Testing boolean expression parser:
✓ evaluate_boolean('true') = True (expected True)
✓ evaluate_boolean('false') = False (expected False)
✓ evaluate_boolean('true and false') = False (expected False)
✓ evaluate_boolean('true or false') = True (expected True)
✓ evaluate_boolean('not true') = False (expected False)
✓ evaluate_boolean('not false') = True (expected True)
✓ evaluate_boolean('true and true and true') = True (expected True)
✓ evaluate_boolean('true or false and false') = True (expected True)
✓ evaluate_boolean('(true or false) and false') = False (expected False)
✓ evaluate_boolean('not true or false') = False (expected False)
✓ evaluate_boolean('not (true or false)') = False (expected False)
✓ evaluate_boolean('true and not false') = True (expected True)

Perfect! Let's trace a complex expression to see the mutual recursion in action.

Tracing Execution: "not (true or false)"

Let's trace this expression step by step:

# Add tracing to visualize the parsing
class TracedBooleanParser(BooleanParser):
    def __init__(self, expr):
        super().__init__(expr)
        self.depth = 0

    def _indent(self):
        return "  " * self.depth

    def parse(self):
        print(f"\n{'='*60}")
        print(f"Parsing: '{' '.join(t[1] if isinstance(t[1], str) else str(t[1]) for t in self.tokens)}'")
        print(f"{'='*60}")
        result = self.parse_expression()
        print(f"\n{'='*60}")
        print(f"Final result: {result}")
        print(f"{'='*60}")
        return result

    def parse_expression(self):
        self.depth += 1
        print(f"{self._indent()}→ parse_expression()")
        result = self.parse_or_expr()
        print(f"{self._indent()}← parse_expression() returns {result}")
        self.depth -= 1
        return result

    def parse_or_expr(self):
        self.depth += 1
        print(f"{self._indent()}→ parse_or_expr()")
        result = self.parse_and_expr()
        print(f"{self._indent()}  Got and_expr: {result}")

        while self.index < len(self.tokens) and self.tokens[self.index][0] == 'OR':
            print(f"{self._indent()}  Found 'or'")
            self.index += 1
            right = self.parse_and_expr()
            print(f"{self._indent()}  Got and_expr: {right}")
            result = result or right
            print(f"{self._indent()}  Result: {result}")

        print(f"{self._indent()}← parse_or_expr() returns {result}")
        self.depth -= 1
        return result

    def parse_and_expr(self):
        self.depth += 1
        print(f"{self._indent()}→ parse_and_expr()")
        result = self.parse_not_expr()
        print(f"{self._indent()}  Got not_expr: {result}")

        while self.index < len(self.tokens) and self.tokens[self.index][0] == 'AND':
            print(f"{self._indent()}  Found 'and'")
            self.index += 1
            right = self.parse_not_expr()
            print(f"{self._indent()}  Got not_expr: {right}")
            result = result and right
            print(f"{self._indent()}  Result: {result}")

        print(f"{self._indent()}← parse_and_expr() returns {result}")
        self.depth -= 1
        return result

    def parse_not_expr(self):
        self.depth += 1
        print(f"{self._indent()}→ parse_not_expr()")

        if self.index < len(self.tokens) and self.tokens[self.index][0] == 'NOT':
            print(f"{self._indent()}  Found 'not'")
--------------------------------------------------
Instruction 1 >> In the passage, which expression is traced step by step?
Instruction 2 >> Give the stretch of the passage from "Testing boolean expression" through "evaluate_boolean('true and false') = False (expected False)" again, substituting "Checking" for "Testing".
--------------------------------------------------
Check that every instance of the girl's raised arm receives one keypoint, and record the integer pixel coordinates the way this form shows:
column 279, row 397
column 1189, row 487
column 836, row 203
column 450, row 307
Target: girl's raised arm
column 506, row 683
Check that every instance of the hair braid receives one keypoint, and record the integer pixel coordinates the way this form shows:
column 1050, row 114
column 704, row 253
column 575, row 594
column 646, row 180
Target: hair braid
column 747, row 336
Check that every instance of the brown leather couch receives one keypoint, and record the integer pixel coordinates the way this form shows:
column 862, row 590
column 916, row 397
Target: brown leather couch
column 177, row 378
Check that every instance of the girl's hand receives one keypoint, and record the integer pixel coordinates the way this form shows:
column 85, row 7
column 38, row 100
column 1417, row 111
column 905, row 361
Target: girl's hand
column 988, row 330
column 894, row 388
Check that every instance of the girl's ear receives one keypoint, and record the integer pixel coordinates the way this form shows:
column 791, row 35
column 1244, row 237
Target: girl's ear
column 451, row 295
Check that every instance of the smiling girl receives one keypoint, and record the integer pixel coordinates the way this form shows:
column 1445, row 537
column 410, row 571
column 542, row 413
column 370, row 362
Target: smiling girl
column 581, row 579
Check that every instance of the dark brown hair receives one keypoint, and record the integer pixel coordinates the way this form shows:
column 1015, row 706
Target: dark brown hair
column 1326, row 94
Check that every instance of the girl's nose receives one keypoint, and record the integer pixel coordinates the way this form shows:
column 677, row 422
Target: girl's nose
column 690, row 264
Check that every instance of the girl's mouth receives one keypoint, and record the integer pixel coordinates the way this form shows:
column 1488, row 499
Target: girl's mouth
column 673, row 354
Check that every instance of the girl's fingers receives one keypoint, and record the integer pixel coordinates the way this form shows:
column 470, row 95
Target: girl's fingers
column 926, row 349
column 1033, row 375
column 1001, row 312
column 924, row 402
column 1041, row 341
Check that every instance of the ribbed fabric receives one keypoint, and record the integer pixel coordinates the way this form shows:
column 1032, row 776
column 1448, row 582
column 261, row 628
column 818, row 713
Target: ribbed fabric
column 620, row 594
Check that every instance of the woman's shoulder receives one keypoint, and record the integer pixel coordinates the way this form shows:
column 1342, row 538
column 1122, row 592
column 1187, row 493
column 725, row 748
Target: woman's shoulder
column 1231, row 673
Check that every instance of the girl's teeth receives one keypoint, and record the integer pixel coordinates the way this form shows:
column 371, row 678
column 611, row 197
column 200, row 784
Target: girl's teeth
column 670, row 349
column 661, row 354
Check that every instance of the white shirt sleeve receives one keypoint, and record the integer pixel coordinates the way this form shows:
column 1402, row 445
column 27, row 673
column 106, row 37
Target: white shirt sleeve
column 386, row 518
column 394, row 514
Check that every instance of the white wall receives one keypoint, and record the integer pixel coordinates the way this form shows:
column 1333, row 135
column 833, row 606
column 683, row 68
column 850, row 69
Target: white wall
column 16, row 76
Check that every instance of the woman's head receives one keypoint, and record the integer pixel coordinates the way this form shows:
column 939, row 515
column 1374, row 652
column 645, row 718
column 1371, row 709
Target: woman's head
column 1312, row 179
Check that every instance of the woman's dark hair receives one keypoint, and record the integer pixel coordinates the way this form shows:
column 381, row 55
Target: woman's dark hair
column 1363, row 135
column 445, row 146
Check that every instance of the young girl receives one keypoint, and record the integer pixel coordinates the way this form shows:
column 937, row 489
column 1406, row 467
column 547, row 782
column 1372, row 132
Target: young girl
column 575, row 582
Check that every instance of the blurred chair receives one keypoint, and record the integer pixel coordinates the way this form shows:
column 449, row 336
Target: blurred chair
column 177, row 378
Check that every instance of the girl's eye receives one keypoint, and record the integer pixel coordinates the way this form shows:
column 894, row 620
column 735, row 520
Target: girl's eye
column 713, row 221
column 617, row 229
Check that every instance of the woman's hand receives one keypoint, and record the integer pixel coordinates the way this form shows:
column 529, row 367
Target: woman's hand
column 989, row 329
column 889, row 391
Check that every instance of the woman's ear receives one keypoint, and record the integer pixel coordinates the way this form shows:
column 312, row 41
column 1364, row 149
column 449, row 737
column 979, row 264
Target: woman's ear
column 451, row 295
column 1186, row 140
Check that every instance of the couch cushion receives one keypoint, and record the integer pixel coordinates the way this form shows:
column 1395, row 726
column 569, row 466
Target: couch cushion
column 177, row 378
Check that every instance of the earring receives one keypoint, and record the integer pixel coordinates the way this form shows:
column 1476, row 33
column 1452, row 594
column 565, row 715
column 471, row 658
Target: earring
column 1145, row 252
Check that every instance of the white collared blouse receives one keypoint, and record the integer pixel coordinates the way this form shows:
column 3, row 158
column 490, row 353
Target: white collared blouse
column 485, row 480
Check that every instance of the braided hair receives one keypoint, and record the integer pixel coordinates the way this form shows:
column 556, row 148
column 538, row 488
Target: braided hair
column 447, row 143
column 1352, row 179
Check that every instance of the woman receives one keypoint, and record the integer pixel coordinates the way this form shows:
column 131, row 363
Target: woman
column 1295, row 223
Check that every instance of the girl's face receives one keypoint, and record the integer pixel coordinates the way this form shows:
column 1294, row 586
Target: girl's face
--------------------------------------------------
Task result 1 >> not (true or false)

Task result 2 >>
Checking boolean expression parser:
✓ evaluate_boolean('true') = True (expected True)
✓ evaluate_boolean('false') = False (expected False)
✓ evaluate_boolean('true and false') = False (expected False)